# TASK OBJECTIVE
Restate the full listing word for word and leave the pictures out.
START LISTED ENTRIES
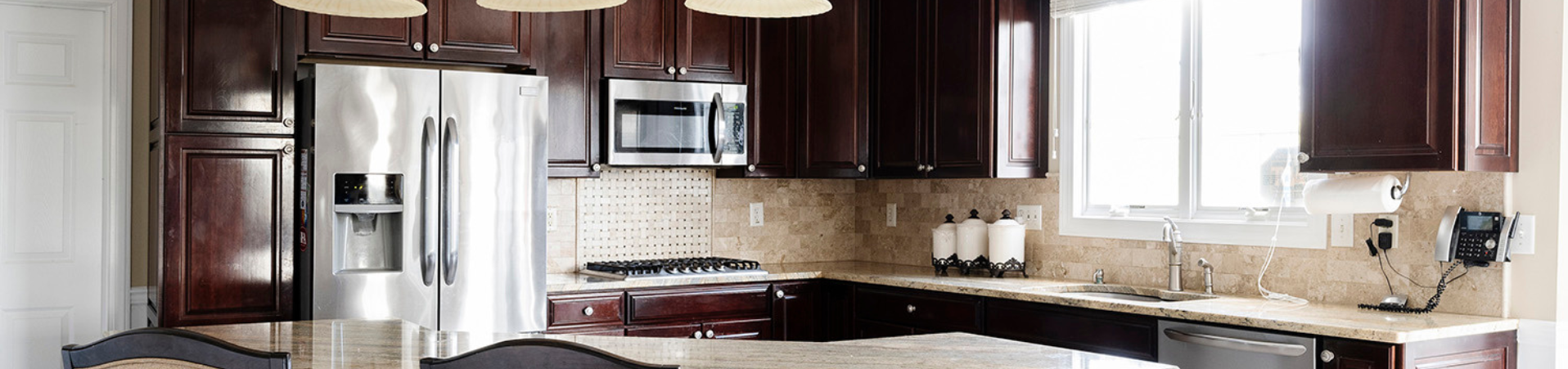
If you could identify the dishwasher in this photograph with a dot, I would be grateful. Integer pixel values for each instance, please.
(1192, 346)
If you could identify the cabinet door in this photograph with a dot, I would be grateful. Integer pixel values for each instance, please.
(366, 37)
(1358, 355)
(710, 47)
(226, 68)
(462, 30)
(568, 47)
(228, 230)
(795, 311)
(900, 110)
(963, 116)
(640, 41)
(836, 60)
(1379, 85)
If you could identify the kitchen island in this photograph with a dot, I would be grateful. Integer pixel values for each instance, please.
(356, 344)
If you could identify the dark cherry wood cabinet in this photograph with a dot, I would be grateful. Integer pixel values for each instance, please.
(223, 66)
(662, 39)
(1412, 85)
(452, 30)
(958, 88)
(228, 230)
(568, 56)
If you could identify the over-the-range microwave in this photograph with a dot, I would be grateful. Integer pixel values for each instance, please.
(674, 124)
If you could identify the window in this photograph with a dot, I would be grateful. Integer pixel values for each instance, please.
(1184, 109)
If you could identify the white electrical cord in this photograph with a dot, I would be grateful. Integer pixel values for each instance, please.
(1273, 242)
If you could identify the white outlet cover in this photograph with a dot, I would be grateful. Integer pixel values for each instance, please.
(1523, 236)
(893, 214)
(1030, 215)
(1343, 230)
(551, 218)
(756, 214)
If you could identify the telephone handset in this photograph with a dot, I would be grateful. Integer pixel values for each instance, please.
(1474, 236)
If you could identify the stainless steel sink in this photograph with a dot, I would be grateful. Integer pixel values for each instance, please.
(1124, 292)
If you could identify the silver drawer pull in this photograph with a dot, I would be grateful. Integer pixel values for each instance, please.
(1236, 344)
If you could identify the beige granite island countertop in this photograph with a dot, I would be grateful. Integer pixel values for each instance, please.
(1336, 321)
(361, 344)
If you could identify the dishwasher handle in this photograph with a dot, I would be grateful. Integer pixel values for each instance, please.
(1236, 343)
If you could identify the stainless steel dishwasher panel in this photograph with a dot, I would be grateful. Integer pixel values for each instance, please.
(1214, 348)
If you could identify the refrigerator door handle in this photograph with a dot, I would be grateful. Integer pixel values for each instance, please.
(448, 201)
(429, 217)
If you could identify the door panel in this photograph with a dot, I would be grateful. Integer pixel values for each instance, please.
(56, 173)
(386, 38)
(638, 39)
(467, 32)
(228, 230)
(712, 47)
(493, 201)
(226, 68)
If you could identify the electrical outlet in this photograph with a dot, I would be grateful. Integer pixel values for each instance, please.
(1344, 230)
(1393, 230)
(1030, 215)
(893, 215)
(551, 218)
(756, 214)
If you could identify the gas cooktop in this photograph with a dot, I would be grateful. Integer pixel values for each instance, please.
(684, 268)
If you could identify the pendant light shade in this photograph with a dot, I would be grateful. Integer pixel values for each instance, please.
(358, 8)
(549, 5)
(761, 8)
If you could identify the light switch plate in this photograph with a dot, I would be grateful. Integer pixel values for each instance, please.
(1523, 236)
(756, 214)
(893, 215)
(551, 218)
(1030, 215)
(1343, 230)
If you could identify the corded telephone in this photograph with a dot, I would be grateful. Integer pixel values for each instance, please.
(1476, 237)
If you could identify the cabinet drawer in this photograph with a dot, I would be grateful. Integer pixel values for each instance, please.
END LISTED ENTRIES
# YOUR RESPONSE
If you could identify the dishwasher in this photograph with a dot, I would be grateful. Integer pixel values for each instance, please.
(1192, 346)
If you could identify the cabinet door in this photograph with a dot, I would be grateful. Integer pixel values for each instance, please.
(366, 37)
(1358, 355)
(710, 47)
(226, 68)
(462, 30)
(568, 47)
(228, 230)
(795, 311)
(900, 110)
(963, 116)
(640, 41)
(836, 60)
(1379, 85)
If you could identify the kitchen island in this photograph with a dot, I would be grateful. Integer pixel values for each instance, please.
(356, 344)
If you could identify the dark cherry wood cabinet in this photograph with a dot, I would be grateful. Integer pixel values for each instance, please.
(223, 66)
(662, 39)
(1412, 85)
(452, 30)
(958, 88)
(228, 230)
(568, 56)
If you could identify the over-the-range microwave in this photograph with a dot, I would be grateful. Integer pixel values for each instance, please.
(674, 124)
If you could identify the window in this photograph with a dot, I would be grateful. Integer pixel values for each instance, please.
(1184, 109)
If you could identify the white electrical cord in this photograph with a dot, I would be grateful. Integer pixel values for each instance, please.
(1273, 242)
If you could identify the white outlet cover in this photograph with a dot, I would be grateful. Integer pixel values for each instance, please.
(1523, 236)
(893, 214)
(1030, 215)
(1343, 230)
(551, 218)
(756, 214)
If you could identify the telephone handset in this photograph with a dot, I would be grateful. Integer pixel values for each instance, please.
(1474, 236)
If you could identify the stainless steel sink in this photograph with a dot, I would be grateful. Integer pixel values for each instance, please.
(1124, 292)
If you could identify the silver drawer pull in this photograph with a dot, I would be grateful. Integer pixel values for each instance, please.
(1236, 344)
If you could identify the beige granite island countertop in this photograph with a dot, I would be grateful. Integer pixel values for each instance, please.
(1336, 321)
(361, 344)
If you could identify the dishwasher handle in this photograph with a dot, I would be grateful. Integer pixel values for each instance, please.
(1236, 343)
If you could identify the stainless steel dishwasher panel in this photograph with a dot, I would be grateful. Integer pixel values for each instance, please.
(1214, 348)
If you could identify the refrigerator door handle in this photograph with a dot, I would be grateful. Integer pixel values for each instance, please.
(448, 201)
(429, 217)
If you could identify the door panel in this photograph with a dot, I would be grateful. Integer pixel values for each instance, please.
(56, 173)
(386, 38)
(638, 39)
(467, 32)
(228, 230)
(712, 47)
(493, 201)
(226, 68)
If you could identify the electrical outlet in this photograph with a dot, I would be grateful. Integer pixel values for each instance, please.
(1344, 230)
(1393, 230)
(1030, 215)
(893, 215)
(551, 218)
(756, 214)
If you could identify the gas cooktop in this photograph with a dot, I would be grateful. Integer pixel values for each instance, please.
(684, 268)
If you could identify the pendant light shade in this photograph with a dot, I would be grateful. Integer pixel values for each instance, please.
(358, 8)
(549, 5)
(761, 8)
If you could identify the light switch plate in this photograph with a dot, I would be grateful. Integer pixel values for each instance, please.
(1523, 236)
(756, 214)
(893, 215)
(551, 218)
(1030, 215)
(1343, 230)
If you could identify the corded telephone in this photograph with a dot, I would be grateful. Integer pixel values for each instance, please.
(1476, 237)
If you could identify the cabinet drawer in this photograph with a dot, I would be grateful. Integer pixel values for each instance, please.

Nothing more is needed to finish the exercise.